◆ Saved entries ◆
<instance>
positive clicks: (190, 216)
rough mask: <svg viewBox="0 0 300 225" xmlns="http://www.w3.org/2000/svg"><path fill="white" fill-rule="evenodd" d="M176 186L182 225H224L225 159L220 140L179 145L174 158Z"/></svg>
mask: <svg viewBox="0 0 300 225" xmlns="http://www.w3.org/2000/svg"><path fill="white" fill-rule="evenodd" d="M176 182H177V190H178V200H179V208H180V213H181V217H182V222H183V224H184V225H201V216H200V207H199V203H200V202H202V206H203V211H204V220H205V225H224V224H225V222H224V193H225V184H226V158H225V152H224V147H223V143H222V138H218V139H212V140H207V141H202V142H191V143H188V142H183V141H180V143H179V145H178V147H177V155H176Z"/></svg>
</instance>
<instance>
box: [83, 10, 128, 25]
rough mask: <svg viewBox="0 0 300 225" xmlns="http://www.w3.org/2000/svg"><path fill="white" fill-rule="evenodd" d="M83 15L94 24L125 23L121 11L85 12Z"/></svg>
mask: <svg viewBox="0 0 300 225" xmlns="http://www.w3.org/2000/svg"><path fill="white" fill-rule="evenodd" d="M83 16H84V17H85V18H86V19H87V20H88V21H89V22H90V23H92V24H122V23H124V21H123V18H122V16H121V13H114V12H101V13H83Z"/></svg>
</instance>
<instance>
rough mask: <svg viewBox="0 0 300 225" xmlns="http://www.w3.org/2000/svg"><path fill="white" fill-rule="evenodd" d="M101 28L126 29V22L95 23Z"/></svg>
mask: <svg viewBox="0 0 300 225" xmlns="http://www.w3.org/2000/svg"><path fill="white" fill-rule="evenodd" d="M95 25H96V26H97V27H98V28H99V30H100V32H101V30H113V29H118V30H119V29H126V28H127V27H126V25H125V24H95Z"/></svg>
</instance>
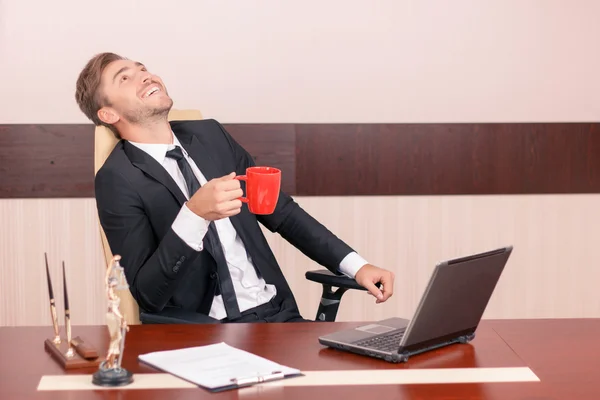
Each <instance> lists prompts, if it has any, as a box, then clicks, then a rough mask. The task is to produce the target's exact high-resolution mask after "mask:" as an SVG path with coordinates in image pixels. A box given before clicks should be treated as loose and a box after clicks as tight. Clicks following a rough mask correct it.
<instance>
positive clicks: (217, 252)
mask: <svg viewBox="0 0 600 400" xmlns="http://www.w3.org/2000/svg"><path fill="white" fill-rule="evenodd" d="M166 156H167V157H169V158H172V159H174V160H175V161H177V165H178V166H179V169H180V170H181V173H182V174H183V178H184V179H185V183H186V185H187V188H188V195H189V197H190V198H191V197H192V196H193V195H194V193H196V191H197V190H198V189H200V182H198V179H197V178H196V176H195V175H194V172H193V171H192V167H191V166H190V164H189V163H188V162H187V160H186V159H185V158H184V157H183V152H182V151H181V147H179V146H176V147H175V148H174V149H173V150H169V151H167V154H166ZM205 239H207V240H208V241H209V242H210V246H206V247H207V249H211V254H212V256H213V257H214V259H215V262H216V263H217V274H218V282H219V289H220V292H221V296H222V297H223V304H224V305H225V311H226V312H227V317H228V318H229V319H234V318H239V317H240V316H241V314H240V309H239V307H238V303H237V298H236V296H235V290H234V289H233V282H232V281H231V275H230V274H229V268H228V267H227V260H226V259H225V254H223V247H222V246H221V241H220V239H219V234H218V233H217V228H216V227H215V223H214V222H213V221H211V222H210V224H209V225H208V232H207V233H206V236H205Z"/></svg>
--
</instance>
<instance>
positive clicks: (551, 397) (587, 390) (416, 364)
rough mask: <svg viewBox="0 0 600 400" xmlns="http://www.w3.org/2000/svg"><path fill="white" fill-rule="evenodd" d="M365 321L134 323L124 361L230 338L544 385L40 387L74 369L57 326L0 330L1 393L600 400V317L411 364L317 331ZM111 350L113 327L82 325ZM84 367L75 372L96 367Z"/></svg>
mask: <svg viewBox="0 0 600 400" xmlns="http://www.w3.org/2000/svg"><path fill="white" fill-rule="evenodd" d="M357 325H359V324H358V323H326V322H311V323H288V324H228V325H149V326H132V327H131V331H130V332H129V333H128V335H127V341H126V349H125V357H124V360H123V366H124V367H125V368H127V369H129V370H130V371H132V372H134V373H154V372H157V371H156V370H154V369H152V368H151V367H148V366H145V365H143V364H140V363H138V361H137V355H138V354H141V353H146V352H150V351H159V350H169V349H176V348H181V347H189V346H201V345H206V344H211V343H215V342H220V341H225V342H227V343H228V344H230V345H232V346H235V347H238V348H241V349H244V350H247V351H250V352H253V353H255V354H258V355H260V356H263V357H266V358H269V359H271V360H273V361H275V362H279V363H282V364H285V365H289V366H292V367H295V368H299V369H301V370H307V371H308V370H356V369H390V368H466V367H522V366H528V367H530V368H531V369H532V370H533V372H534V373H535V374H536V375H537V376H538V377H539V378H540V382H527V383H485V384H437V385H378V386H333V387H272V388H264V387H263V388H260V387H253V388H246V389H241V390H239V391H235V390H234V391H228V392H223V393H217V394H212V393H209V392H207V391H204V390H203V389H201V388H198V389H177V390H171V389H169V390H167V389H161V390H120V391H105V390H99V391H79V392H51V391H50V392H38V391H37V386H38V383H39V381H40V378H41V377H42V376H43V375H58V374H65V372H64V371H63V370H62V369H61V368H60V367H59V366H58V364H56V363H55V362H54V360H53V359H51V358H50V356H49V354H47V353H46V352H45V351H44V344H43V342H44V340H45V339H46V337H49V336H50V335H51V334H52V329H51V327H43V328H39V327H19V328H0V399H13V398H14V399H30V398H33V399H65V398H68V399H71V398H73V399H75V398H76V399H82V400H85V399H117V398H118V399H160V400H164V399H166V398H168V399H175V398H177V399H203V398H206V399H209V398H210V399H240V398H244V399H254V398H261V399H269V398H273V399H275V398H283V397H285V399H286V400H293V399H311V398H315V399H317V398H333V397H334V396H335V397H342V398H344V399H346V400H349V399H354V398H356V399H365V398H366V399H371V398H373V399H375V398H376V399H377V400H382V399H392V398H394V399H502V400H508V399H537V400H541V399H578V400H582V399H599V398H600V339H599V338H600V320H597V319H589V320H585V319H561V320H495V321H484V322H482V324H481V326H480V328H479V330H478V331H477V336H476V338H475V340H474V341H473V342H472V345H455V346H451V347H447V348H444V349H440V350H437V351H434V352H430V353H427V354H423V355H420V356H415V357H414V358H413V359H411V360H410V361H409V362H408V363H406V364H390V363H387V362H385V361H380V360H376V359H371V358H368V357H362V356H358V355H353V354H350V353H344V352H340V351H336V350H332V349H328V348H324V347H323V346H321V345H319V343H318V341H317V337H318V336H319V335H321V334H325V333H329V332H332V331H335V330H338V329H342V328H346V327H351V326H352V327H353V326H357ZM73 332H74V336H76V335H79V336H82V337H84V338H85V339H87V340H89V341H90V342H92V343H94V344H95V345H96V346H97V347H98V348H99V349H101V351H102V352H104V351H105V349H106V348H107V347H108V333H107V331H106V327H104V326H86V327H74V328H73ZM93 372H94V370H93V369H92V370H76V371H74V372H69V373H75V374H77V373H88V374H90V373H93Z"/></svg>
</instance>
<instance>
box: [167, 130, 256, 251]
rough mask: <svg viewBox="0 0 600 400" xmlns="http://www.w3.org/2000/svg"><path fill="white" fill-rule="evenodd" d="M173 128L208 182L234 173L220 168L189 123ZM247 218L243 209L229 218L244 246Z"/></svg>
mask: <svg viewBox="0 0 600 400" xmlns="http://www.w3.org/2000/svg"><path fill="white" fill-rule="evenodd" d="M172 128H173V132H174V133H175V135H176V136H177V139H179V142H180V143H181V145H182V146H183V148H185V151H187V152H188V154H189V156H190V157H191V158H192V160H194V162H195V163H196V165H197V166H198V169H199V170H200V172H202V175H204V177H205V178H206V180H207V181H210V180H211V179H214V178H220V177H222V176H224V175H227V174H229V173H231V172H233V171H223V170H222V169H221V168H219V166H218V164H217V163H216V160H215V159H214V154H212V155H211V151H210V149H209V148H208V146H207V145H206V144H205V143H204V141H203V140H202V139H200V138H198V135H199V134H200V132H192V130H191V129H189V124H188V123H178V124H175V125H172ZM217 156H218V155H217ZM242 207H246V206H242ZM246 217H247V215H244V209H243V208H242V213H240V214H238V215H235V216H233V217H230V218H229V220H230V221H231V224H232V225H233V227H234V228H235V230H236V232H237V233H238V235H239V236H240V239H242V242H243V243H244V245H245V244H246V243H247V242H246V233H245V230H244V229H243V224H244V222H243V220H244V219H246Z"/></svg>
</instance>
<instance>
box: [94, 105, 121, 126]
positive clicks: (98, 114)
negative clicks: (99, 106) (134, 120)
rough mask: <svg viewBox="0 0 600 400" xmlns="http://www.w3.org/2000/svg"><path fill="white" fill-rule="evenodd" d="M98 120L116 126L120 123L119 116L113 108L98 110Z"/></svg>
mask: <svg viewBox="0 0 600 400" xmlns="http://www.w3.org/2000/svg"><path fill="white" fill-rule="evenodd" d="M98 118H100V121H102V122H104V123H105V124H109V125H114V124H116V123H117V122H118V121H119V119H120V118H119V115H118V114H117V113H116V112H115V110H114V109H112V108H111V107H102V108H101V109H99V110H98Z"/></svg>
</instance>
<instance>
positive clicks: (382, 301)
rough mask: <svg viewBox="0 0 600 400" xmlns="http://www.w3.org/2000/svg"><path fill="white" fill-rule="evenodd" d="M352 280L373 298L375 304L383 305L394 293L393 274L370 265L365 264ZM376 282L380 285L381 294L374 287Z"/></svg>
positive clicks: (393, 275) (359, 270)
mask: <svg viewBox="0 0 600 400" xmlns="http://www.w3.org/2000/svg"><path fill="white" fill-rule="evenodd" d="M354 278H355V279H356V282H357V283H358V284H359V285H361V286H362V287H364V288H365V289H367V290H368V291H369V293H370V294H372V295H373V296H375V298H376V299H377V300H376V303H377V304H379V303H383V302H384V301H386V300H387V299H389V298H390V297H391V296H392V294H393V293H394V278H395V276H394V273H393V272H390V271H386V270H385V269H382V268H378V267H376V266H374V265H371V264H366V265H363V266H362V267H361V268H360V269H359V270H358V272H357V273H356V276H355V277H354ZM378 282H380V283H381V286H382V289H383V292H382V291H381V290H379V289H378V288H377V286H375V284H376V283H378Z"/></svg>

◆ INSTRUCTION ◆
Pull out every line of the rows above that contains the string "positive", treating uppercase and lowercase as different.

◆ YOUR RESPONSE ◆
positive clicks: (190, 216)
positive clicks: (217, 252)
positive clicks: (551, 397) (587, 390) (416, 364)
positive clicks: (98, 114)
positive clicks: (382, 301)
positive clicks: (393, 275) (359, 270)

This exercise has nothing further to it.